# Work to complete
Convert the entries below into a JSON list of strings, with one string per line and blank lines omitted.

# Provided data
━━━━━━━━

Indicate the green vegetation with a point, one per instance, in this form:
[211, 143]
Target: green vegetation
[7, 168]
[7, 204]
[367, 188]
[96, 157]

━━━━━━━━

# Problem solution
[
  "Indicate the green vegetation with a point, one per instance, in this form:",
  "[211, 143]",
  "Target: green vegetation",
  "[7, 168]",
  "[7, 204]",
  "[367, 188]",
  "[96, 157]"
]